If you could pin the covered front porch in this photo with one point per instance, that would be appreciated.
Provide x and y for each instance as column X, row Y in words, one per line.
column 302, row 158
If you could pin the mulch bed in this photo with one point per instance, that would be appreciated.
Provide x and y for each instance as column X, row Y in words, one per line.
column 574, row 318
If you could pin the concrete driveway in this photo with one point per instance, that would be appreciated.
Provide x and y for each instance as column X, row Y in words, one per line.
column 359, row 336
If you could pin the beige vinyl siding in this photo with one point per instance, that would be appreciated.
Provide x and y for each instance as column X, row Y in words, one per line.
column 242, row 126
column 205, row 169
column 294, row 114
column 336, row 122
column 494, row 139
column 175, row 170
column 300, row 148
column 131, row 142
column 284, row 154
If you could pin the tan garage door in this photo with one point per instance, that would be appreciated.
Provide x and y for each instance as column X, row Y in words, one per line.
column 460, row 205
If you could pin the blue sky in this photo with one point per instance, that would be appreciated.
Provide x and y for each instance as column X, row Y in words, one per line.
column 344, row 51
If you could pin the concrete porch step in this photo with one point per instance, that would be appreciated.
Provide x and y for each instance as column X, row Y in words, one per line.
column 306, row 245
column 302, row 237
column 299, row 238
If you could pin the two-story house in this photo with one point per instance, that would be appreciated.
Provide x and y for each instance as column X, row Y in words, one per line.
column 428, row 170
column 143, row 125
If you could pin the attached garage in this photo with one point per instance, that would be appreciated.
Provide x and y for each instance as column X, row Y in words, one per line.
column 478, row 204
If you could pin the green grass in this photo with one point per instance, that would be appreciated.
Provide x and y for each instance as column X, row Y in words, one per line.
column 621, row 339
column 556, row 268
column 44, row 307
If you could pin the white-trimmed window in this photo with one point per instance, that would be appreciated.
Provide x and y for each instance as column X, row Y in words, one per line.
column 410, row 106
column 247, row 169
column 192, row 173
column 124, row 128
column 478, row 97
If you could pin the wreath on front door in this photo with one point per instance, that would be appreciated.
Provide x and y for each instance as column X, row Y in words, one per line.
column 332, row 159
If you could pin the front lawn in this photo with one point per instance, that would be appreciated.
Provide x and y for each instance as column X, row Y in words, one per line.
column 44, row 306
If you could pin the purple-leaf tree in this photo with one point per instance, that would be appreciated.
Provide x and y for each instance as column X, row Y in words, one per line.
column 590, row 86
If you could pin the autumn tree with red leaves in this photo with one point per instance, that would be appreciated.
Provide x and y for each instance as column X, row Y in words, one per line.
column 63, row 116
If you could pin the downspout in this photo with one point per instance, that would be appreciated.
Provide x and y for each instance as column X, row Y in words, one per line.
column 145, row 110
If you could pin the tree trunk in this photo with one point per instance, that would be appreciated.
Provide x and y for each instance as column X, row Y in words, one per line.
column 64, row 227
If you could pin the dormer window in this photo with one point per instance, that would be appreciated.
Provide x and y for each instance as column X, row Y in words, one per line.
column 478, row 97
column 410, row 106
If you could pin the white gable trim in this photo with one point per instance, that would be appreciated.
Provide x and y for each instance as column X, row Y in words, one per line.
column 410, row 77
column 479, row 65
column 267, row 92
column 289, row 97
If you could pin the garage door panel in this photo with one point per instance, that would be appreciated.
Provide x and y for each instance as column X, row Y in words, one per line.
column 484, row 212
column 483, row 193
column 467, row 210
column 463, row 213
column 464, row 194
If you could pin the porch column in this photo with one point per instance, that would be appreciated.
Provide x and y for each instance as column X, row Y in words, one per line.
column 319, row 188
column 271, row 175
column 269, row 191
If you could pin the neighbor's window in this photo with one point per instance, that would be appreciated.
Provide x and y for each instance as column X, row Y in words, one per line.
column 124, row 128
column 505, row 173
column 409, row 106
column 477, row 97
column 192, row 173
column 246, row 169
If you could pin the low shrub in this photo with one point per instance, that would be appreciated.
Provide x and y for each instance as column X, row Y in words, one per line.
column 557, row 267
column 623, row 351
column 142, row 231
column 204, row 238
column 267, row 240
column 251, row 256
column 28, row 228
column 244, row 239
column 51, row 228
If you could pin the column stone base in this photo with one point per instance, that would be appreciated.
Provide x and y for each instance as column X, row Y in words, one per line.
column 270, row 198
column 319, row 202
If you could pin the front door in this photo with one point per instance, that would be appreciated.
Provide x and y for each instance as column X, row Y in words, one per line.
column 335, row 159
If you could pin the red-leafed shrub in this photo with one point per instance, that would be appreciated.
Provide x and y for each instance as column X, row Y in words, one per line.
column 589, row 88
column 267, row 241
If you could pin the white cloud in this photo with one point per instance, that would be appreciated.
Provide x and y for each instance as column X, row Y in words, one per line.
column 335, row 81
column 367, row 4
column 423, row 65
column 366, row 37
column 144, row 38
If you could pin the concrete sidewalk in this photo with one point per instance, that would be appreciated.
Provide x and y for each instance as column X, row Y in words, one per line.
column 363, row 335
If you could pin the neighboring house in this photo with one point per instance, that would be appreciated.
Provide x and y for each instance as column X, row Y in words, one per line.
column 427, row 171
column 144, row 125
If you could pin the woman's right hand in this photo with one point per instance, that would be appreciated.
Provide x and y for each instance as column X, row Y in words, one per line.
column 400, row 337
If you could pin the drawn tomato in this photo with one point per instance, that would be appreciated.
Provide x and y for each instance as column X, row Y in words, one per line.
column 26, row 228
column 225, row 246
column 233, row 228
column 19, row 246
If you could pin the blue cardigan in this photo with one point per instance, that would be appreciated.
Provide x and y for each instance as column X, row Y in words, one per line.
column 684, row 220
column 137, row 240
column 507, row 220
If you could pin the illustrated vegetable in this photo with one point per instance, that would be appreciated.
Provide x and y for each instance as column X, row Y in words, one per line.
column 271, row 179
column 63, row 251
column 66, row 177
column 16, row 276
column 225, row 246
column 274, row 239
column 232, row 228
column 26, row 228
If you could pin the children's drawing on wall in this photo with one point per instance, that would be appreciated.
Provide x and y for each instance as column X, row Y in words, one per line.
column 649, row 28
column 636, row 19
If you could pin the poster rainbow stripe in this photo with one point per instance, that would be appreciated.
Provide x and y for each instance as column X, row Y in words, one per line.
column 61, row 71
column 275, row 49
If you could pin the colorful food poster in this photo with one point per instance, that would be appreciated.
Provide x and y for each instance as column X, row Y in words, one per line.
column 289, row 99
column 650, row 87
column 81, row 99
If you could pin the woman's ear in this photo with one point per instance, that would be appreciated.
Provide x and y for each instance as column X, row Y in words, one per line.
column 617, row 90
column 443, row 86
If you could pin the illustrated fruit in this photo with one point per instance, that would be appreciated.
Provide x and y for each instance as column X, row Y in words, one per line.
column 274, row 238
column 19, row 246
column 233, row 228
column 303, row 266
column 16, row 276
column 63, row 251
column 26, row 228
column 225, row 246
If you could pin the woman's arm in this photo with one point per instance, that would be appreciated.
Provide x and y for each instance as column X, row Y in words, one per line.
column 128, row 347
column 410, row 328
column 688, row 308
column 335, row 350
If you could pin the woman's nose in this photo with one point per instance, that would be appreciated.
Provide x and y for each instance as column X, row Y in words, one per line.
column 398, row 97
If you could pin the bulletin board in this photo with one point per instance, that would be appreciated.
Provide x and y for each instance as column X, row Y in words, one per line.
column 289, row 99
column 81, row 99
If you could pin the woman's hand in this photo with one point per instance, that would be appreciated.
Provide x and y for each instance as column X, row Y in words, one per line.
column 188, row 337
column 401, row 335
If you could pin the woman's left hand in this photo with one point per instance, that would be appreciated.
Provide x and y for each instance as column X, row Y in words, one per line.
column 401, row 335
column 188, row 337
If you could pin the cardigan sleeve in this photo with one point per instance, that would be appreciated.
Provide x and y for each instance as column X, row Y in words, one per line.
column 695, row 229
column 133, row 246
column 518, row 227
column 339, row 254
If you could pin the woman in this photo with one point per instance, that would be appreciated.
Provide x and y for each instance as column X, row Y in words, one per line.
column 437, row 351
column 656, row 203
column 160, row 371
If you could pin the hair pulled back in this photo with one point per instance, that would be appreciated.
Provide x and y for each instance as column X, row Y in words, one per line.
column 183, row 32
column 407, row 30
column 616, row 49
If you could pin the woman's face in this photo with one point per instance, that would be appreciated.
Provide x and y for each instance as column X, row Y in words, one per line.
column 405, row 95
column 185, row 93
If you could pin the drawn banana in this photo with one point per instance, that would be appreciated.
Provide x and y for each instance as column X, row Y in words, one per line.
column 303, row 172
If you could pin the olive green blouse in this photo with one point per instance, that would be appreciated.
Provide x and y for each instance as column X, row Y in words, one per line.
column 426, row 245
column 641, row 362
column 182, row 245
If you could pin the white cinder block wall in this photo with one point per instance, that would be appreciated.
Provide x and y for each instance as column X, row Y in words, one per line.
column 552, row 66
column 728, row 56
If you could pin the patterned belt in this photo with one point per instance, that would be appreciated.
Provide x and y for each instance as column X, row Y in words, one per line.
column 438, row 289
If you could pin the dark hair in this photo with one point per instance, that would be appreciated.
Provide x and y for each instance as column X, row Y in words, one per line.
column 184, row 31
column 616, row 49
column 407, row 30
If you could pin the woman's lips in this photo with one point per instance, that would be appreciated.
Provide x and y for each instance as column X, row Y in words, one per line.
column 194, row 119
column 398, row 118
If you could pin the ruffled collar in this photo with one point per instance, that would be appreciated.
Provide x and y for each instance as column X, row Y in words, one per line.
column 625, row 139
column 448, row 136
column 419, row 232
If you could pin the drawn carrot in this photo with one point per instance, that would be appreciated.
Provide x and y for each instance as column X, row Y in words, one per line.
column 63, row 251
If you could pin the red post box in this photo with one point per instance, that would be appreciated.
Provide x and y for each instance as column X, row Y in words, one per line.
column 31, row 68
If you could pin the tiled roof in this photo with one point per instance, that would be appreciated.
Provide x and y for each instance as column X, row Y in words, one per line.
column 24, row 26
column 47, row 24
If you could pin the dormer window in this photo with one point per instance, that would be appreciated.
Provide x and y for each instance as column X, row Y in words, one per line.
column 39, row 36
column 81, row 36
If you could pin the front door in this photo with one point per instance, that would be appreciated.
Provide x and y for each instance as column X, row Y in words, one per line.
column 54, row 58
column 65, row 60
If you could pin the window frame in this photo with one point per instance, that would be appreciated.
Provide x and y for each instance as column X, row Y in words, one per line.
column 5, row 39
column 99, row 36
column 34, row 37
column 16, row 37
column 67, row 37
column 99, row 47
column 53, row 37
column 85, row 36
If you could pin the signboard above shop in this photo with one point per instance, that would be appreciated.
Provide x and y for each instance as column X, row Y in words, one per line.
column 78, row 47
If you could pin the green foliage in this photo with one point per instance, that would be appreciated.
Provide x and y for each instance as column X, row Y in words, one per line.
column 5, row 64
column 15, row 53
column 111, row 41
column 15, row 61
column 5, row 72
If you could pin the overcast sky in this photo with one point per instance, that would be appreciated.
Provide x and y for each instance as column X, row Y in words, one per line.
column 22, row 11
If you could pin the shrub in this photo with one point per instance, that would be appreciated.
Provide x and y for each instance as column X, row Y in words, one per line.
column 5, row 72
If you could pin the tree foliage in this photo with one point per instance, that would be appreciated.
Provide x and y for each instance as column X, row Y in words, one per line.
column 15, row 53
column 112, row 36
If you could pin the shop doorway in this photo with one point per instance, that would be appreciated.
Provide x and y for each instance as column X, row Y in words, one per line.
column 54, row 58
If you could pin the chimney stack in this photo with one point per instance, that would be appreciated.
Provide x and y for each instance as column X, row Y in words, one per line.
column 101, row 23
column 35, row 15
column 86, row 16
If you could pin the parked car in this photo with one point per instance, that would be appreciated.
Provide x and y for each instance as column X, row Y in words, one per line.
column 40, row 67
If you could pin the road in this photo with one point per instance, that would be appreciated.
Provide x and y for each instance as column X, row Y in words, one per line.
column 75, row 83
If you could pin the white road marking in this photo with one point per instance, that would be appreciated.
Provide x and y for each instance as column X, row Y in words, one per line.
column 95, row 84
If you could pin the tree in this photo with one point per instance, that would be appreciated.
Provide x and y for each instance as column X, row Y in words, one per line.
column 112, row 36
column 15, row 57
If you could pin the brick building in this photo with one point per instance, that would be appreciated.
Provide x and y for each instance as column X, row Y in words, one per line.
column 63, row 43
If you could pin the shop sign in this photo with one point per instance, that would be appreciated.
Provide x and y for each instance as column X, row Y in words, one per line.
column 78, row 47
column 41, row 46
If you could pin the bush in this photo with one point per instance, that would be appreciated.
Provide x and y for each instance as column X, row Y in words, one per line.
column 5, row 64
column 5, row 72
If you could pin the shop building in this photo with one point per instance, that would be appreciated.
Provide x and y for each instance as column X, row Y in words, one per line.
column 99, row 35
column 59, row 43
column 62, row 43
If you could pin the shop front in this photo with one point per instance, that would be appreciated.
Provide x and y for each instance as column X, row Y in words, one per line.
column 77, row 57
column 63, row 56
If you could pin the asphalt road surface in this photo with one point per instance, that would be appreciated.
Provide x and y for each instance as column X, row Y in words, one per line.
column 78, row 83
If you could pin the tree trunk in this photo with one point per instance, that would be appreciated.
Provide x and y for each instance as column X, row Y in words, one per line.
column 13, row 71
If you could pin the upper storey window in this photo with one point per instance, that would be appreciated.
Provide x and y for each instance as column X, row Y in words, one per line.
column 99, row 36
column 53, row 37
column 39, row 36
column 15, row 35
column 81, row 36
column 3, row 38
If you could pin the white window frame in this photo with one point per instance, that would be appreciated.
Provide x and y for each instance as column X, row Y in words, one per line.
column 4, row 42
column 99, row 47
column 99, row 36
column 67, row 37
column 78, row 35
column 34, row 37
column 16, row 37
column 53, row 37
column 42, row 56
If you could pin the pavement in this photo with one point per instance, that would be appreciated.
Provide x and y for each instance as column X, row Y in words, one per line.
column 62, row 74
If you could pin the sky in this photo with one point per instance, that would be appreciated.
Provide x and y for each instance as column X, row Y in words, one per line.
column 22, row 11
——————————
Copy out the lines of the records above word for word, starting with the line that contains "If you could pin the white-trimmed" and stopping after the line that contains "column 289, row 97".

Reply to the exercise:
If you could pin the white-trimmed window in this photo with one point per instance, that would be appreciated.
Provide x and y for each instance as column X, row Y in words, one per line.
column 410, row 106
column 247, row 169
column 192, row 173
column 124, row 128
column 478, row 97
If you could pin the wreath on front door in this photo with one point per instance, that would be appreciated.
Provide x and y for each instance as column X, row Y in words, one per line.
column 332, row 159
If you could pin the front lawn in this photo with one point per instance, that would be appreciated.
Provide x and y for each instance as column X, row Y in words, one per line.
column 44, row 306
If you could pin the purple-leaf tree in this photo with one point per instance, that would be appreciated.
Provide x and y for each instance as column X, row Y in words, one per line.
column 590, row 86
If you could pin the autumn tree with red leaves in this photo with one point per instance, that would be appreciated.
Provide x and y for each instance as column X, row Y in words, one per line.
column 63, row 116
If you could pin the downspout in this photo with one point per instance, that would be appreciated.
Provide x and y for each instance as column X, row Y in words, one per line.
column 145, row 110
If you could pin the tree trunk in this photo with one point per instance, that would be appreciated.
Provide x and y for each instance as column X, row Y in words, one per line.
column 64, row 227
If you could pin the dormer window in this photo with one point per instance, that would be appreciated.
Provide x and y for each instance as column X, row Y in words, one per line.
column 478, row 97
column 410, row 106
If you could pin the white gable trim in this photo with one point per instance, that would be appreciated.
Provide x and y for each instance as column X, row Y in words, one per line.
column 410, row 77
column 479, row 65
column 267, row 92
column 289, row 97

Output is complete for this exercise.